--- GIVEN TASK ---
From the records below, copy out word for word the part that opens with the line containing "Could you point to the barefoot" and runs through the end of the records, including both the first and last lines.

>> begin DATA EXCERPTS

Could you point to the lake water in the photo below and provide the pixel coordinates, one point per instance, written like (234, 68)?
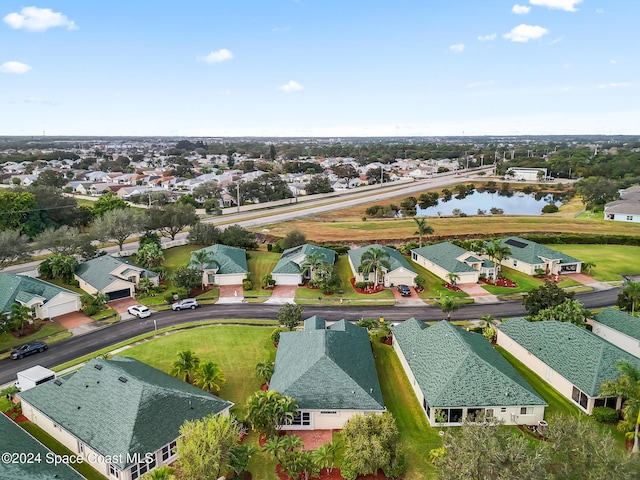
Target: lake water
(517, 204)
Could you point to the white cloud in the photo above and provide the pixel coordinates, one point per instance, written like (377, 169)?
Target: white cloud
(520, 9)
(218, 56)
(292, 86)
(487, 38)
(38, 19)
(524, 33)
(14, 67)
(566, 5)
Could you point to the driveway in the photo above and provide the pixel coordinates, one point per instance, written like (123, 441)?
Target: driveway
(282, 294)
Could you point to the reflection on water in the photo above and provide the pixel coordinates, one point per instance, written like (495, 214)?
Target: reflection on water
(517, 203)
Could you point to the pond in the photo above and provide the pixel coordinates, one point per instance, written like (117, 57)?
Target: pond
(513, 203)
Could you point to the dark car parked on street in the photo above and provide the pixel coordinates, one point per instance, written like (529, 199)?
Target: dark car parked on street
(28, 349)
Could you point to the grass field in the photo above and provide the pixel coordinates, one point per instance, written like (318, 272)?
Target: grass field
(611, 260)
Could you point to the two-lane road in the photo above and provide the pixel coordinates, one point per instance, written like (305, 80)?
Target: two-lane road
(74, 347)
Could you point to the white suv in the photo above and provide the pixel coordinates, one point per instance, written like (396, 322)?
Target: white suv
(184, 304)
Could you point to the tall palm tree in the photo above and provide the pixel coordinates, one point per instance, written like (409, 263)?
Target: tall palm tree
(313, 262)
(627, 386)
(423, 228)
(373, 260)
(185, 366)
(210, 377)
(631, 292)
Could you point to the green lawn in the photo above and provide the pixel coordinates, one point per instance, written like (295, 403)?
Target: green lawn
(416, 436)
(611, 260)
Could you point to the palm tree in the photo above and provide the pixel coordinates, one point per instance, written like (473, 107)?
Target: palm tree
(423, 228)
(264, 371)
(631, 291)
(627, 386)
(185, 365)
(372, 261)
(313, 261)
(210, 377)
(449, 305)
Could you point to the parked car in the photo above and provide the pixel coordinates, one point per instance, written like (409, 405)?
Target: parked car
(184, 304)
(404, 290)
(29, 349)
(139, 311)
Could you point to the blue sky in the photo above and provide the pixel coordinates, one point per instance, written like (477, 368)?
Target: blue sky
(319, 67)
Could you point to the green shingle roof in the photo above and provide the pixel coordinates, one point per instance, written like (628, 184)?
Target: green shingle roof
(328, 368)
(580, 356)
(533, 253)
(620, 321)
(137, 416)
(396, 260)
(16, 440)
(292, 258)
(23, 288)
(96, 272)
(444, 255)
(456, 368)
(226, 259)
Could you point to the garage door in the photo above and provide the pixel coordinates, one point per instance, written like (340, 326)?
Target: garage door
(115, 295)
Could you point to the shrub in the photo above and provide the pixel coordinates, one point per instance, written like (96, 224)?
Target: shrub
(605, 414)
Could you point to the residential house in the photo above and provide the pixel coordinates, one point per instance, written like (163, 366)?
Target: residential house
(400, 273)
(329, 371)
(528, 257)
(225, 265)
(571, 359)
(446, 259)
(290, 270)
(15, 440)
(626, 208)
(121, 415)
(46, 300)
(458, 374)
(115, 277)
(619, 328)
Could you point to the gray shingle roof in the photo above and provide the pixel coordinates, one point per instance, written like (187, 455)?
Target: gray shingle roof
(444, 255)
(533, 253)
(456, 368)
(227, 259)
(580, 356)
(15, 440)
(96, 272)
(396, 260)
(620, 321)
(23, 288)
(329, 368)
(137, 416)
(287, 265)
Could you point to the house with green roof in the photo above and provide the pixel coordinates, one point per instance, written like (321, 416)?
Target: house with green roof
(113, 276)
(330, 372)
(400, 273)
(458, 374)
(15, 440)
(571, 359)
(291, 269)
(527, 257)
(46, 300)
(224, 265)
(446, 258)
(619, 328)
(121, 415)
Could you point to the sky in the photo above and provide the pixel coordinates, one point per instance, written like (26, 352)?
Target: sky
(335, 68)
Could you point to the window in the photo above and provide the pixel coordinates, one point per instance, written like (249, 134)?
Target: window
(169, 451)
(113, 471)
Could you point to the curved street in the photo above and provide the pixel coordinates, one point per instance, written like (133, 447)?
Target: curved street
(74, 347)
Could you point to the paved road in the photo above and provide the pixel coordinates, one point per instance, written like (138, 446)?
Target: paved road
(74, 347)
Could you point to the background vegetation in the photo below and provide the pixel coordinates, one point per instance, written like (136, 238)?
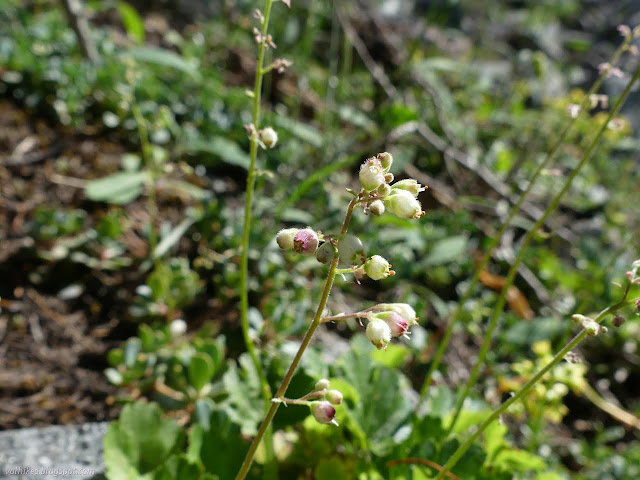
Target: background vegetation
(122, 185)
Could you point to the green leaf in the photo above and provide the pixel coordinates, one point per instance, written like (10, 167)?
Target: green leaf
(382, 407)
(131, 350)
(221, 449)
(245, 405)
(201, 370)
(332, 469)
(164, 58)
(178, 468)
(119, 188)
(132, 22)
(139, 441)
(220, 147)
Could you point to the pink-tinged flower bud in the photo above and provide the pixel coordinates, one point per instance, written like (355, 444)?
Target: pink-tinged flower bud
(324, 412)
(371, 174)
(322, 384)
(403, 204)
(326, 253)
(378, 268)
(410, 185)
(397, 324)
(269, 137)
(285, 238)
(403, 309)
(350, 250)
(386, 159)
(334, 396)
(376, 207)
(383, 190)
(378, 333)
(306, 241)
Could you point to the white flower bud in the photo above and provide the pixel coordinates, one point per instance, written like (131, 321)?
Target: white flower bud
(377, 207)
(397, 324)
(334, 396)
(285, 238)
(403, 309)
(322, 384)
(269, 137)
(403, 204)
(178, 327)
(371, 174)
(410, 185)
(378, 333)
(386, 159)
(378, 268)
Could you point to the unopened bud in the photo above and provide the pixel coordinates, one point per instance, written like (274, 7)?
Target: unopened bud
(324, 412)
(371, 174)
(269, 137)
(178, 327)
(326, 253)
(334, 397)
(397, 324)
(386, 159)
(322, 384)
(403, 309)
(306, 241)
(377, 207)
(285, 238)
(618, 321)
(378, 268)
(403, 204)
(350, 250)
(410, 185)
(378, 333)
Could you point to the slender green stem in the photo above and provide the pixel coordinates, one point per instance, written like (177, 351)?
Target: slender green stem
(149, 163)
(497, 311)
(526, 387)
(296, 360)
(442, 347)
(246, 230)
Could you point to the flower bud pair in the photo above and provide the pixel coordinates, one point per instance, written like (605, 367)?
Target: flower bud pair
(372, 174)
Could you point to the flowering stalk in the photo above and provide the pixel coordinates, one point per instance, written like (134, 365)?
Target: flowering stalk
(457, 314)
(493, 323)
(527, 386)
(296, 360)
(263, 43)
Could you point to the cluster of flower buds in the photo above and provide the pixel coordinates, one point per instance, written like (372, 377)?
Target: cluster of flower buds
(592, 327)
(348, 248)
(400, 198)
(389, 320)
(320, 400)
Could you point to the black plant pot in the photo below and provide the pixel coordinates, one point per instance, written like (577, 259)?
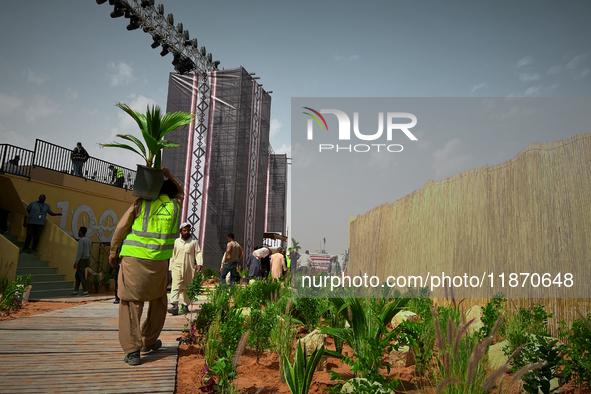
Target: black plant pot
(148, 182)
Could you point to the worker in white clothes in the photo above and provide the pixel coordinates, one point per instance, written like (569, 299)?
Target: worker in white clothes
(186, 258)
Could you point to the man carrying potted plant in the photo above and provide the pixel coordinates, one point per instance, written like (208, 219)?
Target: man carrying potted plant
(146, 235)
(153, 127)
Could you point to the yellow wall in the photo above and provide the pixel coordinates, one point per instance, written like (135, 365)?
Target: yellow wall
(8, 256)
(82, 203)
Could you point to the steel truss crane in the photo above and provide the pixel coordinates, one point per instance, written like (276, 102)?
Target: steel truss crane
(187, 56)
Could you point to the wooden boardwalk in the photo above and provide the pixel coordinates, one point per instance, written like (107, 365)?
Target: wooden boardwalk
(77, 350)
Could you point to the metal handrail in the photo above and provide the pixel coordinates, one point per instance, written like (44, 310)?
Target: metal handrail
(57, 158)
(15, 160)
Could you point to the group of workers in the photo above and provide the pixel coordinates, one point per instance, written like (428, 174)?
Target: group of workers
(147, 243)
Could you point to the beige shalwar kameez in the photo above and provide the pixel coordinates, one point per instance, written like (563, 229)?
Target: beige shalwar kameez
(139, 280)
(184, 257)
(277, 265)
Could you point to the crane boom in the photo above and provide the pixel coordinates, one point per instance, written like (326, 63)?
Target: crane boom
(187, 57)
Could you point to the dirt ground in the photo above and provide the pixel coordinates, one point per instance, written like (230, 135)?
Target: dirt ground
(37, 307)
(264, 375)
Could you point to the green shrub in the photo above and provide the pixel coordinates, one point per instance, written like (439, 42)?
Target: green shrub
(367, 334)
(232, 328)
(261, 325)
(308, 311)
(420, 337)
(490, 314)
(522, 329)
(541, 350)
(210, 274)
(195, 288)
(578, 350)
(299, 376)
(281, 340)
(212, 340)
(12, 294)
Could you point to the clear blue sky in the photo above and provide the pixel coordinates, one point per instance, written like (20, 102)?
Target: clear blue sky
(64, 64)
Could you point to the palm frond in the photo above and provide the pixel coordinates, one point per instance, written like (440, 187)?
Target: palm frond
(123, 146)
(136, 141)
(139, 118)
(171, 121)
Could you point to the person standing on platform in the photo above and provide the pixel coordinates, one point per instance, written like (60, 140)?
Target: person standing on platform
(146, 234)
(304, 261)
(185, 258)
(79, 156)
(253, 265)
(82, 261)
(234, 253)
(38, 211)
(117, 176)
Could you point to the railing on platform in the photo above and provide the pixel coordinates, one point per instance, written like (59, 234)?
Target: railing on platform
(57, 158)
(15, 160)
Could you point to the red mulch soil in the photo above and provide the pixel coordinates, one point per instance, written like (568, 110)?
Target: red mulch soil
(264, 375)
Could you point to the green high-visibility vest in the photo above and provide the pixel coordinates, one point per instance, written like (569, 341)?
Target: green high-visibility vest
(154, 231)
(119, 172)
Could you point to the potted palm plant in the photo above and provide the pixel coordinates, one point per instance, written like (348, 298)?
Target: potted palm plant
(154, 127)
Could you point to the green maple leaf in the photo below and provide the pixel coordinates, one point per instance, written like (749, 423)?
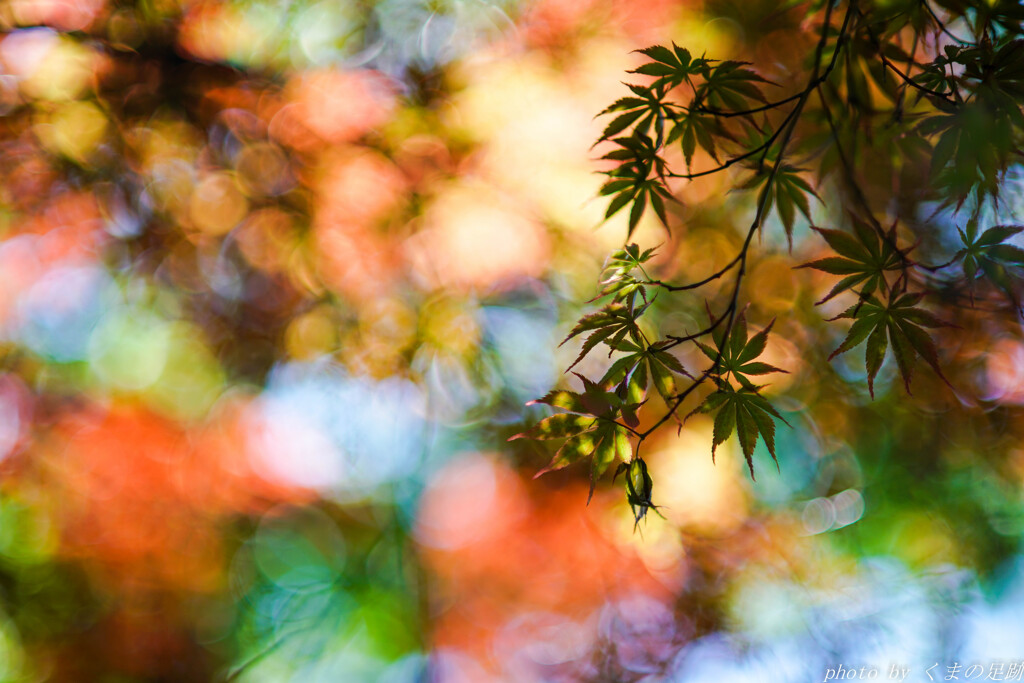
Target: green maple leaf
(863, 259)
(747, 413)
(989, 254)
(899, 324)
(738, 356)
(590, 428)
(788, 194)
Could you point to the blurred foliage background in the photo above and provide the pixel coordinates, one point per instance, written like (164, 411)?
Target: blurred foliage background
(275, 282)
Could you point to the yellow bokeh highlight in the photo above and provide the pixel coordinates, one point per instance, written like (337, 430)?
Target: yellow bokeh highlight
(217, 205)
(311, 335)
(693, 492)
(74, 130)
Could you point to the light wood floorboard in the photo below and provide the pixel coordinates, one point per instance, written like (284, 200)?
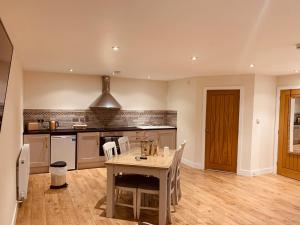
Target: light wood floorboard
(209, 197)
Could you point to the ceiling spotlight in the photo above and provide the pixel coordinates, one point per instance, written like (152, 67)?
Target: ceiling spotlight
(115, 73)
(115, 48)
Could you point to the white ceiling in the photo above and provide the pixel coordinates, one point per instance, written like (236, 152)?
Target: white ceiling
(156, 37)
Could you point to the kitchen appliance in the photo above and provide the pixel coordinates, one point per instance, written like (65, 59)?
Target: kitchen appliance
(106, 100)
(63, 148)
(33, 126)
(53, 125)
(107, 137)
(23, 172)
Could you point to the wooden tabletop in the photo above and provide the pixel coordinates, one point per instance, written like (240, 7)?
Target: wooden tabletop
(128, 159)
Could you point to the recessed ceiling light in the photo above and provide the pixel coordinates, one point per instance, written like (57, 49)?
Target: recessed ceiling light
(115, 73)
(115, 48)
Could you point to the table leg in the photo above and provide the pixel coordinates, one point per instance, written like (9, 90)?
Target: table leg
(110, 192)
(163, 197)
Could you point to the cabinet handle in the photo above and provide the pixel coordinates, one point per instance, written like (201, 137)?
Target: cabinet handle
(46, 143)
(98, 140)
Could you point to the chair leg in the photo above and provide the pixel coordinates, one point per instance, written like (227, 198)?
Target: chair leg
(134, 203)
(179, 193)
(169, 205)
(173, 200)
(138, 205)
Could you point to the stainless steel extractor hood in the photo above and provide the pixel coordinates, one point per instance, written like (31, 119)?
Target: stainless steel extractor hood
(106, 100)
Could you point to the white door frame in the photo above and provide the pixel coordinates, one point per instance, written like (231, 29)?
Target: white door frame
(241, 121)
(276, 129)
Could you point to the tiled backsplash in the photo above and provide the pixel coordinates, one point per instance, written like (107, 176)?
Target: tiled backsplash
(103, 117)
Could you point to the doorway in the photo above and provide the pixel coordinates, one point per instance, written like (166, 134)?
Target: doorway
(288, 163)
(221, 129)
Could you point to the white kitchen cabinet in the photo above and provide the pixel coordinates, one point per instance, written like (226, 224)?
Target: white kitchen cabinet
(88, 145)
(39, 152)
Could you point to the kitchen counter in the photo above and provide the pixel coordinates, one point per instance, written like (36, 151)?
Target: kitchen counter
(60, 131)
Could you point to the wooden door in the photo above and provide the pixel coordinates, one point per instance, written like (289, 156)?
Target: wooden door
(288, 163)
(222, 122)
(39, 149)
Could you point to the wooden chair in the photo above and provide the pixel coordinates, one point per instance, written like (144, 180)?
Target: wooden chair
(150, 185)
(124, 144)
(127, 183)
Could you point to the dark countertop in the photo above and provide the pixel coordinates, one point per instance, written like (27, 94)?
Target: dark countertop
(60, 131)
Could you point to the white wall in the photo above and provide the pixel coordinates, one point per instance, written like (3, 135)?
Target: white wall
(289, 80)
(263, 124)
(69, 91)
(186, 96)
(10, 143)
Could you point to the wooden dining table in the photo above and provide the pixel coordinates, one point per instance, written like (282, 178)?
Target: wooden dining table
(157, 166)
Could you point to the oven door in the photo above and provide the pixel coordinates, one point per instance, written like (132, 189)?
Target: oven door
(105, 139)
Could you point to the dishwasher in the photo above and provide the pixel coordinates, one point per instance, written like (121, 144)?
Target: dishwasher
(63, 148)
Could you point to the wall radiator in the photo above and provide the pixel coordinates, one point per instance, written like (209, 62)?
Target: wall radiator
(23, 172)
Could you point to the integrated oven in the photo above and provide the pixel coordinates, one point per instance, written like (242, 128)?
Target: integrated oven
(107, 137)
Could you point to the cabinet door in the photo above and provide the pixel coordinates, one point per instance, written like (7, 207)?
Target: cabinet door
(88, 145)
(39, 149)
(167, 138)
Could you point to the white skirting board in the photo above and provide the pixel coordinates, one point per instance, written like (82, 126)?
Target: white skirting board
(14, 219)
(255, 172)
(240, 172)
(192, 164)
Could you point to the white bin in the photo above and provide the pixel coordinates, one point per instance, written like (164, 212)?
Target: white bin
(58, 172)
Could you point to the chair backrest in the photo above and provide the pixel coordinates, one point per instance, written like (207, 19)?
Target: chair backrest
(124, 144)
(175, 163)
(179, 158)
(109, 148)
(180, 152)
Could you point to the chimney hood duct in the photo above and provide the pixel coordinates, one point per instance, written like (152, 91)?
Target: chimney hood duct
(106, 100)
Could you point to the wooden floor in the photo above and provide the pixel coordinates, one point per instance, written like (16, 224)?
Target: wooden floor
(208, 198)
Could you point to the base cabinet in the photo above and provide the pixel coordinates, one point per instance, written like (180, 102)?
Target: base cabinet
(88, 145)
(167, 138)
(39, 152)
(163, 137)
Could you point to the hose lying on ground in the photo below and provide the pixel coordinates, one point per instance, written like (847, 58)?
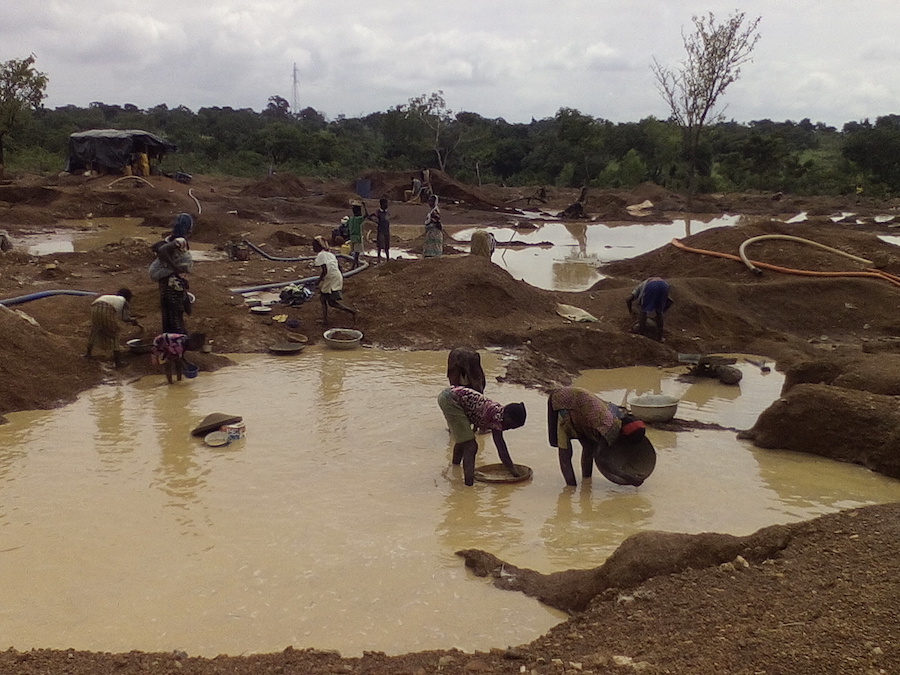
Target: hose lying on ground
(788, 237)
(867, 274)
(267, 256)
(299, 282)
(9, 302)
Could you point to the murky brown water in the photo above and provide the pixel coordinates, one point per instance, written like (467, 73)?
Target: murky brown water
(578, 248)
(334, 523)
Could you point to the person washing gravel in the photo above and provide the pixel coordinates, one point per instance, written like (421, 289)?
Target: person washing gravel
(610, 438)
(652, 295)
(106, 313)
(331, 281)
(467, 411)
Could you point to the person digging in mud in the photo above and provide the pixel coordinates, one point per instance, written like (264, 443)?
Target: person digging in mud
(610, 438)
(434, 230)
(464, 369)
(106, 313)
(468, 411)
(169, 351)
(382, 220)
(652, 295)
(331, 281)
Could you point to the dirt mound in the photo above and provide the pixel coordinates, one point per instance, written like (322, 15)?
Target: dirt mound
(393, 185)
(277, 185)
(30, 351)
(466, 299)
(654, 193)
(866, 430)
(33, 196)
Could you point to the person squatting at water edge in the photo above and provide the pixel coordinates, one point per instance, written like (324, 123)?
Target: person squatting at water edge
(652, 295)
(331, 281)
(169, 351)
(464, 409)
(609, 437)
(464, 369)
(106, 311)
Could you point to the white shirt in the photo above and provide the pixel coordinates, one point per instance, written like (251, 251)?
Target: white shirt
(117, 301)
(334, 280)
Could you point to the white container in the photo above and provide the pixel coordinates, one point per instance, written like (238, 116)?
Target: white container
(654, 407)
(235, 431)
(342, 338)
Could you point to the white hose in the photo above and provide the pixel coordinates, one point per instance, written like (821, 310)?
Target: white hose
(788, 237)
(130, 177)
(196, 201)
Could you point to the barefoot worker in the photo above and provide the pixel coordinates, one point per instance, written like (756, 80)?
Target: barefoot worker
(169, 351)
(464, 409)
(106, 312)
(464, 369)
(652, 295)
(331, 281)
(609, 437)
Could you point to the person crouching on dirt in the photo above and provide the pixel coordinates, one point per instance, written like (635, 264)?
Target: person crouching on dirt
(106, 313)
(464, 409)
(331, 281)
(382, 221)
(609, 437)
(652, 295)
(169, 351)
(464, 369)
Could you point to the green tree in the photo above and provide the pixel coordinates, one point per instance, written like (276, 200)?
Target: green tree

>> end DATA EXCERPTS

--- RESPONSE TO THE EXERCISE ---
Could you point to the barefoot worker in the photo above and provide the pixel coordinates, one point per instance, written like (756, 80)?
Target: barefoot worker
(169, 351)
(464, 409)
(106, 312)
(464, 369)
(652, 295)
(331, 281)
(609, 437)
Could you point to the person crouching on dirt in the photo above and provide the pixel coordinates, one point per instance, written like (635, 264)?
Target: person crouching on dirt
(106, 313)
(464, 409)
(331, 281)
(382, 221)
(609, 437)
(652, 295)
(169, 351)
(464, 369)
Could you point to the green tree in the photo above and provide the pixel coordinates, one point per instance, written like (276, 200)?
Target: green tree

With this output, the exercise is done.